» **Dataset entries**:
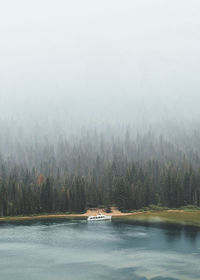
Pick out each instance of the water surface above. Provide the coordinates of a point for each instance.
(72, 249)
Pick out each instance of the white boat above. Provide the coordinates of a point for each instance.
(99, 217)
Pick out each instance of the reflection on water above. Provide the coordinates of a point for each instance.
(72, 249)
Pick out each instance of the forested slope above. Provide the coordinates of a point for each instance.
(54, 171)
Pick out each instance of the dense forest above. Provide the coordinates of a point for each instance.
(54, 171)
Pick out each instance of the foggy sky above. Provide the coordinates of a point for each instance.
(108, 60)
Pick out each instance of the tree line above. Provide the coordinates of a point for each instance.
(97, 170)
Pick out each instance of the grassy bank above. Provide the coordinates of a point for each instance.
(189, 215)
(183, 217)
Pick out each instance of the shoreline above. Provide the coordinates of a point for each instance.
(171, 216)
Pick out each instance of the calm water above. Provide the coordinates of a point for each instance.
(78, 250)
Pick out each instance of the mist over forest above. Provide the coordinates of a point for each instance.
(99, 105)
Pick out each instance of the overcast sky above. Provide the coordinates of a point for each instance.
(100, 59)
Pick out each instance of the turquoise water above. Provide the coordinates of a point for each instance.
(66, 250)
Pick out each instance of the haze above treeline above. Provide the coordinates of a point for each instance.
(110, 67)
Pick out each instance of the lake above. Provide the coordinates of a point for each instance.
(110, 250)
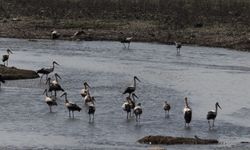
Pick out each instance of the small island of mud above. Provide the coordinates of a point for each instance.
(12, 73)
(168, 140)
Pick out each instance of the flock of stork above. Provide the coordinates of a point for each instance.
(130, 102)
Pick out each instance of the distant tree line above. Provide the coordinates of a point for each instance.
(178, 13)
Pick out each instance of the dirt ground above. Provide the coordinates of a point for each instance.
(145, 31)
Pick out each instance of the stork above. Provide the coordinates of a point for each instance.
(89, 99)
(131, 89)
(70, 105)
(91, 111)
(132, 101)
(47, 71)
(54, 87)
(1, 80)
(5, 58)
(55, 35)
(166, 107)
(56, 79)
(187, 113)
(51, 101)
(85, 90)
(126, 40)
(178, 48)
(138, 112)
(211, 115)
(126, 107)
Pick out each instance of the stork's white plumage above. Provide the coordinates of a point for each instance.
(187, 111)
(211, 115)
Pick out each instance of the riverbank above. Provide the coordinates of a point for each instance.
(12, 73)
(227, 36)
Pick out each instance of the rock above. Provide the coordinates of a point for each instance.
(12, 73)
(168, 140)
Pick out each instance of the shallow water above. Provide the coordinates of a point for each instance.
(204, 75)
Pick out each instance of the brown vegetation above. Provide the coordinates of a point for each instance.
(221, 23)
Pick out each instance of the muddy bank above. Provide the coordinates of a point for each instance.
(226, 35)
(168, 140)
(12, 73)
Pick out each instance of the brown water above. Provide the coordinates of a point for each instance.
(204, 75)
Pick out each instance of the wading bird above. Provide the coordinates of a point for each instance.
(70, 105)
(47, 71)
(211, 115)
(85, 90)
(132, 101)
(178, 48)
(126, 106)
(126, 40)
(51, 101)
(5, 58)
(187, 113)
(56, 79)
(138, 112)
(166, 107)
(55, 35)
(131, 89)
(54, 87)
(89, 99)
(91, 111)
(1, 80)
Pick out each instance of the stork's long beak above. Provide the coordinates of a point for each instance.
(135, 95)
(85, 83)
(58, 76)
(54, 62)
(137, 79)
(63, 94)
(9, 51)
(45, 91)
(88, 85)
(47, 81)
(219, 106)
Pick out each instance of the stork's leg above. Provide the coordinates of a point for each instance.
(41, 77)
(55, 93)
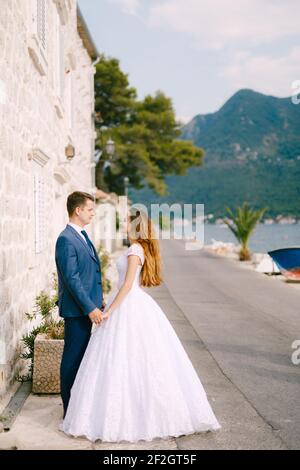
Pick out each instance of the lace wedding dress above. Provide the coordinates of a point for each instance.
(136, 382)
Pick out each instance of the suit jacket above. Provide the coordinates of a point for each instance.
(79, 275)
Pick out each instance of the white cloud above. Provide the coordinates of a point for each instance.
(218, 23)
(129, 6)
(270, 75)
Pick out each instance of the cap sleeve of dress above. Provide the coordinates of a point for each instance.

» **Aim of the exercise**: Could the data above be repeated exactly, with every picture dropped?

» **Completed exercise**:
Pick out each instance of the water surface above. Provide the coordinates of a point for each instance.
(72, 249)
Pick out each instance of the white boat above. Provide the coordinates of a point for each instance.
(99, 217)
Pick out each instance of the reflection on water above. Provide the coordinates of a point for each instance.
(72, 249)
Pick out each instance of the forested slope above. Provide the coordinates of a point for each instance.
(54, 171)
Pick out each instance of the dense forest above. Provide the coordinates of a point for each instance.
(54, 171)
Pick out each instance of the foggy sky above. Provide the coordinates of a point for each instance.
(108, 60)
Pick out each instance of the tree line above. Provide the coordinates of a point for each instance.
(97, 170)
Pick out each instance of the grassy bank above. Provide the coordinates of a point for each instance.
(189, 215)
(183, 217)
Pick out each instance of the shoreline above. Provide the coordinates of a point for each instance.
(171, 216)
Pick out each instance of the calm water above. Provide the coordinates of a point for each instance.
(78, 250)
Pick out each instance of the mist over forest above. Provide the coordinates of a point for each instance.
(99, 105)
Pick out each instance of the overcast sky above. Provide the coordinates of a point for each instance.
(100, 59)
Pick out each instance of the turquoise water above. Provide the coordinates of a point for each instance.
(66, 250)
Pick out each instance of the haze above treeline above. Provide the coordinates of a point for each instance.
(110, 67)
Pick out each instance of the lake above. Provide the coordinates of a point for each instance.
(110, 250)
Pick out each instance of the small island of mud above. Provide the coordinates of a point for each instance.
(12, 73)
(168, 140)
Pick out each instance of the flock of stork above. Provide the coordinates of a point for each instance.
(130, 102)
Pick out each instance of the distant tree line above. Provide the coordinates of a point for each instance.
(178, 13)
Pick out each instance of the dirt ground above. Provide the coordinates of a point for each instance.
(145, 31)
Pick out each instance of the stork above. Provide the coordinates of a point for each instance.
(89, 99)
(131, 89)
(70, 105)
(91, 111)
(132, 101)
(47, 71)
(54, 87)
(1, 80)
(5, 58)
(55, 35)
(166, 107)
(56, 79)
(187, 113)
(51, 101)
(85, 90)
(126, 40)
(178, 48)
(138, 112)
(211, 115)
(126, 107)
Pick out each instance of the stork's white plumage above. Provide the coordinates of a point for each instance.
(187, 111)
(211, 115)
Pick out each instance of the riverbank above. Provide the coordinates of a point for each instance.
(12, 73)
(227, 36)
Pick out each instance of the rock above. Provide the coordinates of a point for each instance.
(12, 73)
(168, 140)
Pick out each instance of the shallow water above. Provide the coordinates of a point for each instance.
(204, 75)
Pick out each instance of the brown vegetation above. Provide the coordinates of a point for each instance.
(221, 23)
Pick out each instance of the muddy bank above. Provide the coordinates of a point for each instance.
(226, 35)
(168, 140)
(12, 73)
Pick out each instance of the brown water above. Provide the coordinates of a point for each instance.
(204, 75)
Pick out each instance of the wading bird above. Provide the coordinates of a point for each instance.
(70, 105)
(47, 71)
(211, 115)
(85, 90)
(132, 101)
(178, 48)
(126, 106)
(126, 40)
(51, 101)
(5, 58)
(187, 113)
(56, 79)
(138, 112)
(166, 107)
(55, 35)
(131, 89)
(54, 87)
(89, 99)
(91, 111)
(1, 80)
Pick out each instance of the stork's long beak above. Provide the coordinates of a point for each instance.
(135, 95)
(85, 83)
(58, 76)
(54, 62)
(137, 79)
(63, 94)
(9, 51)
(45, 91)
(88, 85)
(47, 81)
(219, 106)
Pick out each instance of the stork's leg above. Provide the coordinates of a point for each instance.
(41, 77)
(55, 93)
Pick out each instance of the lace wedding dress above. Provide the coordinates of a point for each instance.
(136, 382)
Pick out each instance of the suit jacket above. Provide the coordinates of a point for each instance.
(79, 275)
Pick out each instance of the white cloud above. Provide the coordinates of a point for each instance.
(218, 23)
(129, 6)
(270, 75)
Pick out each instance of the cap sleeve of dress above. Provide the coordinates of a point for each instance.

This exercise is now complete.